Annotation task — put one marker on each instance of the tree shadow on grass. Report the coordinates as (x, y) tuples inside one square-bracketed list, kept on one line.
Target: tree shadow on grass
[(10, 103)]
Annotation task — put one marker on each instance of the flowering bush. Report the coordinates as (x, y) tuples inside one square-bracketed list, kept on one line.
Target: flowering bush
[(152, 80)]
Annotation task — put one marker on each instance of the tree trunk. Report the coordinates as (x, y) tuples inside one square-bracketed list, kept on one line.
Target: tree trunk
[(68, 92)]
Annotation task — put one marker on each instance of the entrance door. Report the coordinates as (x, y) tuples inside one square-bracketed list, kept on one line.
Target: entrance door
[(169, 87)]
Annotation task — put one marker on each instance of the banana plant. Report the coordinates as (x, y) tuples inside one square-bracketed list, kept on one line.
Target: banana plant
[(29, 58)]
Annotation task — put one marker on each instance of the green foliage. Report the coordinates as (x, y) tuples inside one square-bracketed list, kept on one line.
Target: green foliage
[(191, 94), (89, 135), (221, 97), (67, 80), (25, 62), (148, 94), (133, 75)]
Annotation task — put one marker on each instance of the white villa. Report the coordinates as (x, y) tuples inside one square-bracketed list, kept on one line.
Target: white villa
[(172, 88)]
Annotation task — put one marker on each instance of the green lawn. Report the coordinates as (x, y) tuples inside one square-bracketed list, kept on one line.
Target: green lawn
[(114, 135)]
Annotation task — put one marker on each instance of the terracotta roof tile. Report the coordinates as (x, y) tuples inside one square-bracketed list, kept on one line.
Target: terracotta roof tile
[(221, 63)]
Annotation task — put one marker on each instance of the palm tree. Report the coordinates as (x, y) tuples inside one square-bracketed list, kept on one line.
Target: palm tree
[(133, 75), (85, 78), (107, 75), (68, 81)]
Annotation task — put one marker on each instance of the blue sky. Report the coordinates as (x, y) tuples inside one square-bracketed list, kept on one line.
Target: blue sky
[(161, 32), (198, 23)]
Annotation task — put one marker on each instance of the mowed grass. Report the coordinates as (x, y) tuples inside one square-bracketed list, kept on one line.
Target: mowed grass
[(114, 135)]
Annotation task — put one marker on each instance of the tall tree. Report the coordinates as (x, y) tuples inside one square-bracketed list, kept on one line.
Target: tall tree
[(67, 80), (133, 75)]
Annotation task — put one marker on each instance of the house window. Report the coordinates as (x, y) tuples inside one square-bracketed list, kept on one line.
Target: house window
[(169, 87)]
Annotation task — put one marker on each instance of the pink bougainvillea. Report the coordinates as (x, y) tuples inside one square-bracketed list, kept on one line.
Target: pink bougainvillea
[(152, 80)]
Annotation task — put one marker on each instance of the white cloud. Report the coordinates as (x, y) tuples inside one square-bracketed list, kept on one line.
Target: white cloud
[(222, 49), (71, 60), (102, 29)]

===============

* [Given problem]:
Please return every line of the records above as a JSON list of strings, one string per line, with blank lines left out.

* [Solution to this problem]:
[
  "Annotation task — put one marker on each instance of the tree shadow on grass. Report the coordinates as (x, y) tuples inside one square-bracketed list, kept on one line.",
  "Target: tree shadow on grass",
  "[(10, 103)]",
  "Annotation task — put one marker on each instance of the flowering bush. Report the coordinates as (x, y) tuples inside one square-bracketed list, kept on one line.",
  "Target: flowering bush",
  "[(152, 80)]",
  "Annotation task — put one marker on each instance of the tree trunk. Report the coordinates as (x, y) tuples inside one square-bracketed list, kept on one line.",
  "Target: tree trunk",
  "[(68, 92)]",
  "Annotation task — put one marker on each instance of the entrance door. Report the coordinates as (x, y) tuples inside one square-bracketed list, kept on one line.",
  "Target: entrance door",
  "[(169, 87)]",
  "Annotation task — put one marker on each instance of the banana plant. Report the coordinates as (x, y) tuples inside one square-bracketed list, kept on one line.",
  "Target: banana plant",
  "[(29, 58)]",
  "Annotation task — put one marker on each instance of the green foliage. Report the coordinates as (x, y) tuples inside one square-bracketed list, kept on one line.",
  "Target: green foliage",
  "[(191, 94), (89, 135), (221, 97), (67, 80), (25, 62), (148, 94), (133, 75)]",
  "Annotation task — put one marker on each instance of the white villa. Report the coordinates as (x, y) tuples inside one square-bracketed list, kept on one line.",
  "Target: white villa",
  "[(172, 88)]",
  "Annotation task — put one marker on each instance of the green lawn. Report the coordinates as (x, y) tuples inside one square-bracketed list, kept on one line.",
  "Target: green lawn",
  "[(114, 135)]",
  "Annotation task — put one marker on each instance of the terracotta roof tile. Report the coordinates as (x, y) tuples inside one square-bracketed list, kept on one line.",
  "Target: terracotta roof tile",
  "[(221, 63)]",
  "Annotation task — put one marker on each instance of the palm tree. Report the coordinates as (x, y) tuples inside one square-bracketed list, kept on one line.",
  "Target: palm tree",
  "[(133, 75), (85, 78), (107, 75), (68, 81)]",
  "Annotation task — put one marker on each instance of the blue sky. Report the coordinates as (x, y) tuples inside one square-bracketed list, kept on one line.",
  "Target: blue sky",
  "[(161, 32), (198, 23)]",
  "Annotation task — put one marker on each instance of the mowed grass. Report the coordinates as (x, y) tuples inside one square-bracketed list, kept on one line.",
  "Target: mowed grass",
  "[(114, 135)]",
  "Annotation task — put one marker on each instance of the tall tree. Report the coordinates as (x, y) tuples inside one square-bracketed list, kept on one line.",
  "Target: tall tree",
  "[(67, 80), (133, 75)]",
  "Annotation task — put one marker on each instance of the house window. Report the coordinates as (x, y) tuples inside one square-bracketed list, kept on one line.",
  "Target: house window",
  "[(169, 87)]",
  "Annotation task — put one marker on each instance of the pink bougainvillea. Report the coordinates as (x, y) tuples inside one square-bracketed list, kept on one line.",
  "Target: pink bougainvillea",
  "[(152, 80)]",
  "Annotation task — put one marker on each instance of the white cloud. Report the coordinates as (x, y) tuples inside one square-bracketed list, kept on one line.",
  "Target: white cloud",
  "[(222, 49), (71, 60), (102, 29)]"
]